> **Short problem**: Rewrite every line of the records below as one numbered list, leaving out any blank lines.

> **Input for this task**:
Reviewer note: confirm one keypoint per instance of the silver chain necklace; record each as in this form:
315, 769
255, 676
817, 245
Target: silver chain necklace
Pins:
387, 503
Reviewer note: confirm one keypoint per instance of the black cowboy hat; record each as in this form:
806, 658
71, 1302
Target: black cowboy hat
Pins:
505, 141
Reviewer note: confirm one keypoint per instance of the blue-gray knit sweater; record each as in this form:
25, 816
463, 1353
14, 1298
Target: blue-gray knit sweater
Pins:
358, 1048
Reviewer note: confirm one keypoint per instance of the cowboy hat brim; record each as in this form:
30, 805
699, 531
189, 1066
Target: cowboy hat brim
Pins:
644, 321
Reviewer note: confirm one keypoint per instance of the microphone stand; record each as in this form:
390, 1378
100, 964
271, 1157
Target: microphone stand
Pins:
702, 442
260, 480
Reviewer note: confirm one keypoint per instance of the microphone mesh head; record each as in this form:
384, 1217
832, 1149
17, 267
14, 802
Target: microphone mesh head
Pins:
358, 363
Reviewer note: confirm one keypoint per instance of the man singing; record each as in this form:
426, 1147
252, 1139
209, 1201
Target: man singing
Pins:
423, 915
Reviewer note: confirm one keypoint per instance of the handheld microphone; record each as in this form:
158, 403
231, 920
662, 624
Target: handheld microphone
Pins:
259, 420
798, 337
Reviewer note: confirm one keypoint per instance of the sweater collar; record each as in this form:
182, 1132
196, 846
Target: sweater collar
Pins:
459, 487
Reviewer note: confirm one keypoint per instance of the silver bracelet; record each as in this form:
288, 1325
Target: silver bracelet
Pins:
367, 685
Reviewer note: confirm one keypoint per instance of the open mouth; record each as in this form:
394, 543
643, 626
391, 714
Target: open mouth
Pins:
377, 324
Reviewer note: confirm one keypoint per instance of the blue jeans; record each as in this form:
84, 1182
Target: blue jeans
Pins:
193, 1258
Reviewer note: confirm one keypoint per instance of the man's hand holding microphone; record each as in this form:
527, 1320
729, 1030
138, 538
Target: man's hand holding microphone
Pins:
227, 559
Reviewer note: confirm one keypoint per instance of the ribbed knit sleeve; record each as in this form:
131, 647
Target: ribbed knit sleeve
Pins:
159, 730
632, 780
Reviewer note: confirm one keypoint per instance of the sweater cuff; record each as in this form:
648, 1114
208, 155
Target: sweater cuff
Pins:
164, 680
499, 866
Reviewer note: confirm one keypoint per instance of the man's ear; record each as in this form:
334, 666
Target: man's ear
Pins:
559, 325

> **Output below**:
1. Reviewer note: confirm one keypoint per instance of the silver chain necklace; record each as in this form:
2. 315, 769
3. 255, 676
4. 817, 245
5. Target: silver chain necklace
6. Pins:
7. 387, 503
8. Reviewer note: confirm one keypoint per instance of the black cowboy hat; record each as in this form:
9. 806, 658
10. 71, 1302
11. Target: black cowboy hat
12. Pins:
13. 505, 141
14. Reviewer note: confirm one keypoint per instance of the blue-gray knit sweater; record each as in this form:
15. 25, 816
16. 463, 1353
17. 14, 1298
18. Target: blue-gray knit sweater
19. Pins:
20. 358, 1048
21. Reviewer note: confirm one keypoint per instance of the cowboy hat brim; record each as in this form:
22. 30, 805
23. 699, 531
24. 189, 1066
25. Target: cowboy hat brim
26. Pins:
27. 644, 321
28. Reviewer note: confirm one keypoint per instance of the microphone stand; record each as in this form:
29. 390, 1378
30. 100, 964
31. 271, 1157
32. Target: microphone stand
33. Pins:
34. 702, 442
35. 260, 480
36. Reviewer note: confirm one keypoint per instance of the microphone mesh head; record each as in this form:
37. 384, 1217
38. 832, 1149
39. 17, 267
40. 14, 802
41. Target: microphone mesh head
42. Pins:
43. 358, 363
44. Reviewer note: confirm one keypoint per instance of the man singing; record each as in this form:
45. 426, 1147
46. 252, 1139
47. 209, 1201
48. Target: man singing
49. Pins:
50. 423, 915
51. Reviewer note: confirm one keypoint per instance of the handheld microphone; record each as in this form:
52. 158, 403
53. 231, 920
54. 662, 624
55. Target: handheld microphone
56. Pins:
57. 259, 420
58. 798, 337
59. Reviewer note: confirm one keypoint per instance of the sweater collar; record each as in this form:
60. 182, 1132
61. 196, 846
62. Target: sweater collar
63. Pins:
64. 459, 487
65. Reviewer note: confirm one keypoint per instance of the silver bracelet; record each as in this form:
66. 288, 1325
67. Target: silver bracelet
68. Pins:
69. 367, 685
70. Reviewer note: confirm one keypoint per instance of the open mouth; record each as in this form:
71. 394, 543
72. 643, 626
73. 391, 714
74. Target: open mouth
75. Pins:
76. 377, 324
77. Reviewer note: confirm one keypoint per instance of the blue jeans; record each as in this form:
78. 84, 1182
79. Target: blue jeans
80. Pins:
81. 193, 1258
82. Reviewer note: confirm one keypoint per instance of the man's hand holding microphone; record each as in this form:
83. 527, 1320
84. 729, 1030
85. 138, 538
86. Target: man's hand holding microphone
87. Pins:
88. 227, 559
89. Reviewer note: confirm one keypoint per instance of the ribbed knit sleeve; record each as in this form:
90. 131, 647
91. Target: ribbed knit sleeve
92. Pins:
93. 159, 730
94. 632, 780
95. Reviewer note: confirm one keypoint per instance of the sweater cuff; record each as in this form:
96. 648, 1114
97. 208, 155
98. Target: sweater cuff
99. Pins:
100. 164, 680
101. 499, 866
102. Reviewer note: confirm one keypoint per instance of the man's ear; record each as in this form:
103. 334, 666
104. Target: man's ear
105. Pins:
106. 559, 325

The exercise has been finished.